__Supplied material__:

-.-.-

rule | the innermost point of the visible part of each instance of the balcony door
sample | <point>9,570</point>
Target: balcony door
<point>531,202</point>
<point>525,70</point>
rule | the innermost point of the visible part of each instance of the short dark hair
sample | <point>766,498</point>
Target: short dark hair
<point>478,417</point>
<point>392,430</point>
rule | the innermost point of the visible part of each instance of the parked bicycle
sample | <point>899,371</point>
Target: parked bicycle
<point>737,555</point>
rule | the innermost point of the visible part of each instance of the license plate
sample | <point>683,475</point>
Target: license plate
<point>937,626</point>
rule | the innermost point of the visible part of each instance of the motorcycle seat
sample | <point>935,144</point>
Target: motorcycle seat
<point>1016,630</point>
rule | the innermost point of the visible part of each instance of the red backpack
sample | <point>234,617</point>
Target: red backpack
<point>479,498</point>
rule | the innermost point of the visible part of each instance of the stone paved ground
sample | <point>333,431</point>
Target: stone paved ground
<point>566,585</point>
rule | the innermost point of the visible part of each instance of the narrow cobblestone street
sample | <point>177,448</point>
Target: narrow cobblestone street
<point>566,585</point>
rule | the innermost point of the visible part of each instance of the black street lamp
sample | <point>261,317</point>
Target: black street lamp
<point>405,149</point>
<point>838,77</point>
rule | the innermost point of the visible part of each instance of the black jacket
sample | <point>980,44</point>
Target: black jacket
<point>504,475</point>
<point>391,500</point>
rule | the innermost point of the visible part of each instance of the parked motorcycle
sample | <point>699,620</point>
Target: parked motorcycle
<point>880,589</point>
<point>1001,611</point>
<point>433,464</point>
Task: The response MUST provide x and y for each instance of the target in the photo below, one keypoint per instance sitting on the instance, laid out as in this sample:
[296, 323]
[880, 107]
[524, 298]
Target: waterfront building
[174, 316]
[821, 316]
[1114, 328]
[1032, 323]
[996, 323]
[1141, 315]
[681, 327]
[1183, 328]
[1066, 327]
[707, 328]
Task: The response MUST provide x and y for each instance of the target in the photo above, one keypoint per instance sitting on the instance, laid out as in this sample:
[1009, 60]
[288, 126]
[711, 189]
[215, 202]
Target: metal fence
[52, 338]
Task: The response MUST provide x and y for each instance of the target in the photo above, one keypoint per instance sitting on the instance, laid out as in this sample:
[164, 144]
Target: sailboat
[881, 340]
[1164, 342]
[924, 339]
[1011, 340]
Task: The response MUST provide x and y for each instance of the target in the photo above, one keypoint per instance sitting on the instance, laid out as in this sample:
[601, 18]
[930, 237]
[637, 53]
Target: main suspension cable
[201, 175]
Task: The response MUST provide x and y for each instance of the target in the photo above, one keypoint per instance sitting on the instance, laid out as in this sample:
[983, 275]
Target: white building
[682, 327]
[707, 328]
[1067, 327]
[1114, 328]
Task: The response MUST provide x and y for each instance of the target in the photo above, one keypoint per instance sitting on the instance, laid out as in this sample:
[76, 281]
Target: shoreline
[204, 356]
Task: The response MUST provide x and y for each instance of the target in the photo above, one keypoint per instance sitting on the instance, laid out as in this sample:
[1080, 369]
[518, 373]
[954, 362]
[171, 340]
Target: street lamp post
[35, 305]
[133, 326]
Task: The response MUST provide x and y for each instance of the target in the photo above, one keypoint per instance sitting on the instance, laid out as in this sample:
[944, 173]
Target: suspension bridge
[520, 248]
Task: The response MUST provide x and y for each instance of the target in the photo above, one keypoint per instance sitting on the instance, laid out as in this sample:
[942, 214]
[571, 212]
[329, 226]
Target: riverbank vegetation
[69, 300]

-.-.-

__Stated problem__:
Rewrite the items in the stretch from the line containing "the black street lamp" through the line containing "<point>433,464</point>" as a two-column CSV with the columns instruction and response, one row per item. Put each field in quotation marks and replace any line breaks with spaces.

__Output of the task__:
instruction,response
"rule | the innermost point of the visible part of each instance of the black street lamp sample | <point>261,317</point> Target: black street lamp","<point>405,149</point> <point>838,77</point>"
"rule | the innermost point of the visible part of each instance of the black jacket sample | <point>980,44</point> Target: black jacket","<point>504,475</point> <point>391,500</point>"
"rule | the innermost point of the visible part of each instance of the parked motorcycle sample | <point>699,620</point> Target: parked motorcycle","<point>880,589</point> <point>1001,611</point> <point>433,464</point>"